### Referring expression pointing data
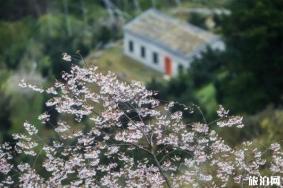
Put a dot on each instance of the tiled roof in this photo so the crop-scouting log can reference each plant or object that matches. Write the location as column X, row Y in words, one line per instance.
column 175, row 35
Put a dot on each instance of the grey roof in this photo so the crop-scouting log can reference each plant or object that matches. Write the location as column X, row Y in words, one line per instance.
column 174, row 35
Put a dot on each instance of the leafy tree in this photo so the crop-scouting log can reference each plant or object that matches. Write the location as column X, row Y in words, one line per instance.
column 176, row 153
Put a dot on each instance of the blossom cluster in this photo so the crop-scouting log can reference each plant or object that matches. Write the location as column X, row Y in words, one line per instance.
column 132, row 140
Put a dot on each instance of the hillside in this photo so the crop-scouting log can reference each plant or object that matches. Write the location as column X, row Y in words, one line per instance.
column 112, row 59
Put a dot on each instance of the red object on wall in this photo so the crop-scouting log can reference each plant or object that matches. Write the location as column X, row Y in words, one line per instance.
column 168, row 65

### Task brief
Type out the data above again exactly as written, minus the images.

### Exercise answer
Put a dot on each instance of the tiled roof in this photo so the crop-scouting log can reference each plant or object that matches. Write the location as column X, row Y in words, one line per instance.
column 175, row 35
Put a dot on each instance of the grey roof in this photo so the crop-scouting log can reference each plant or object that matches. Write the location as column X, row Y in words, one line per instance.
column 174, row 35
Put a dot on each instance of the leafy tree in this photo so the crop-scouting log can reference each plant or object that matches. Write the location as column X, row Y in words, one line per instance.
column 176, row 153
Put a dot on each instance of the blossom cluster in this photo so the crop-scouting log can reference each plant or object that matches. Write the location as column X, row Y in words, one line per instance.
column 132, row 140
Put a dot on each instance of the hillside in this photo so the crop-scouting log can reference each plant or object that matches. Write the location as column X, row Y in words, one line per instance.
column 112, row 59
Put a dot on each instance of the red object on wall in this photo so the crop-scouting log can reference each plant or object that matches. Write the location as column X, row Y in words, one line per instance.
column 168, row 65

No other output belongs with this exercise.